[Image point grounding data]
──────────────────────────────

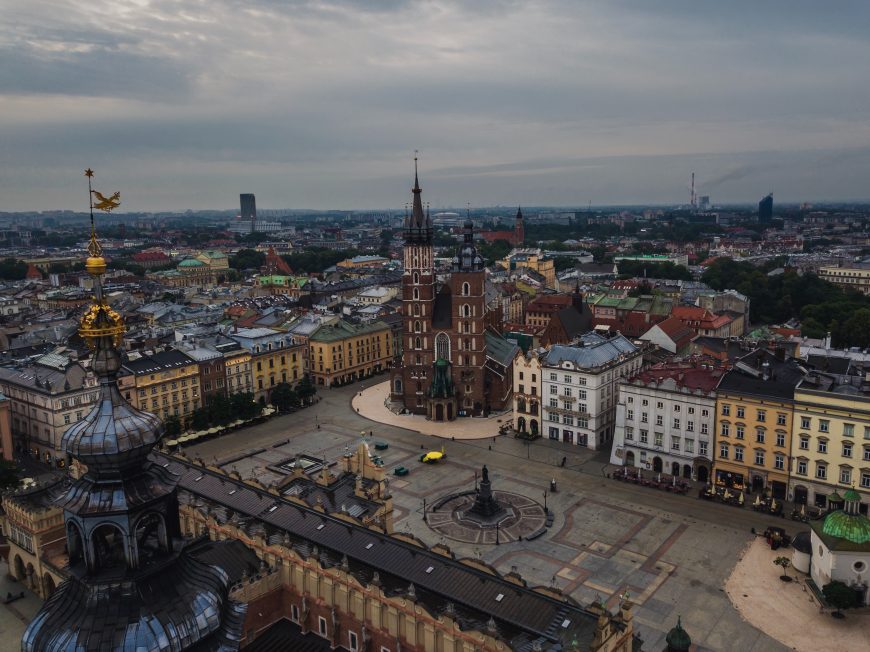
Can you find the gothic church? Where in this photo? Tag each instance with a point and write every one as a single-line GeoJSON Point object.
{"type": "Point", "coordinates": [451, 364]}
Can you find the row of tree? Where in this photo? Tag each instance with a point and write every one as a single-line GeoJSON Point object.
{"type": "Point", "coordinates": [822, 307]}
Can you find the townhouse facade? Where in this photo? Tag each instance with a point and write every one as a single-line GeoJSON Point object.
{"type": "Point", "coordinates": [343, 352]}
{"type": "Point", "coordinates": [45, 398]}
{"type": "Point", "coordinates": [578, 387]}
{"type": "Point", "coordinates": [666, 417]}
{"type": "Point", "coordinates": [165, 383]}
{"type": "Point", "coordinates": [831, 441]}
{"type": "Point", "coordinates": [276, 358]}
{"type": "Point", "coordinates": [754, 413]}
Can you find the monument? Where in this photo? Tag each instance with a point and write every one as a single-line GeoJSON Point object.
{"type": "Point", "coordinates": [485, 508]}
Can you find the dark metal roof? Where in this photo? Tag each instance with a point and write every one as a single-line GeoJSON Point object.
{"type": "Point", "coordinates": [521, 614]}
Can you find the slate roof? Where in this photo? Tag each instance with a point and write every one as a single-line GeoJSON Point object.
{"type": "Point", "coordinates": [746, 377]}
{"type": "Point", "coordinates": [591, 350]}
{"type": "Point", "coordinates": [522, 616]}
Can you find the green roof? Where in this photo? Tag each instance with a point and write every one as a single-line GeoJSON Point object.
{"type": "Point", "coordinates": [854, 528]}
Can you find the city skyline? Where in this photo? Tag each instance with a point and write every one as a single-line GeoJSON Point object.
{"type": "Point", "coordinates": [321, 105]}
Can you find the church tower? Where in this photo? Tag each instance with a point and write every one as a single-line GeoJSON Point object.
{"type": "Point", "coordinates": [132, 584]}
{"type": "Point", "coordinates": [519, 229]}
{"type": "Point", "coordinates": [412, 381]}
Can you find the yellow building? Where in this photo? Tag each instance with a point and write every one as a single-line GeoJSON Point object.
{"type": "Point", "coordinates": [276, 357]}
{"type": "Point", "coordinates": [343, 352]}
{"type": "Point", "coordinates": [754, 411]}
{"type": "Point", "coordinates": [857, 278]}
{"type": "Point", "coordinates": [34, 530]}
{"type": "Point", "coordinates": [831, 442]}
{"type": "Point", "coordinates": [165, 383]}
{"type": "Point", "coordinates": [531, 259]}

──────────────────────────────

:: Directions for this task ::
Repeat the data exactly. No pictures should appear.

:: Solution ::
Can you find the gothic church? Where in this photo? Tag each instance with a point and write every one as a single-line GeoJSON Point object.
{"type": "Point", "coordinates": [451, 364]}
Can you find the row of tree? Where in this photo? Tag each instance with a point and write every one as a single-line GeoJSON Point object.
{"type": "Point", "coordinates": [822, 307]}
Can you find the townhouse facade? Where in this photo? Tag each instance with a point and write every one as a single-line GeoJSON Point object.
{"type": "Point", "coordinates": [343, 352]}
{"type": "Point", "coordinates": [45, 398]}
{"type": "Point", "coordinates": [578, 387]}
{"type": "Point", "coordinates": [666, 417]}
{"type": "Point", "coordinates": [165, 383]}
{"type": "Point", "coordinates": [831, 441]}
{"type": "Point", "coordinates": [276, 358]}
{"type": "Point", "coordinates": [754, 413]}
Can you find the monument? Where in this photo? Tag each instance with a point and write every one as a single-line GeoJSON Point object.
{"type": "Point", "coordinates": [485, 508]}
Can you find the dark metal roof? Where in this photo? Tag each instance with a point and write every one as a single-line GeoJSON Point object.
{"type": "Point", "coordinates": [521, 614]}
Can you find the slate roof? Where in this photo? Tag each instance with a point and write every one as a single-line GeoJSON Point object.
{"type": "Point", "coordinates": [746, 377]}
{"type": "Point", "coordinates": [591, 350]}
{"type": "Point", "coordinates": [522, 616]}
Can you find the green roof? Where in this photo? Tag each instance with a point and write every one as a single-line GeoJSON Point object.
{"type": "Point", "coordinates": [854, 528]}
Can you find the city skyline? Where in this photo? Tag each instance with a point and write every one as a single-line GeoJSON Point object.
{"type": "Point", "coordinates": [321, 105]}
Can you find the church tower? Where in this photo? Tag each instance with a point and write every one as a single-line GeoJSON Point object.
{"type": "Point", "coordinates": [132, 584]}
{"type": "Point", "coordinates": [519, 229]}
{"type": "Point", "coordinates": [412, 381]}
Can you find the yellow building? Where in this photo? Tag each instance with a point and write every one as a single-line GeoJSON Point object.
{"type": "Point", "coordinates": [276, 357]}
{"type": "Point", "coordinates": [343, 352]}
{"type": "Point", "coordinates": [754, 411]}
{"type": "Point", "coordinates": [857, 278]}
{"type": "Point", "coordinates": [34, 530]}
{"type": "Point", "coordinates": [831, 442]}
{"type": "Point", "coordinates": [165, 383]}
{"type": "Point", "coordinates": [531, 259]}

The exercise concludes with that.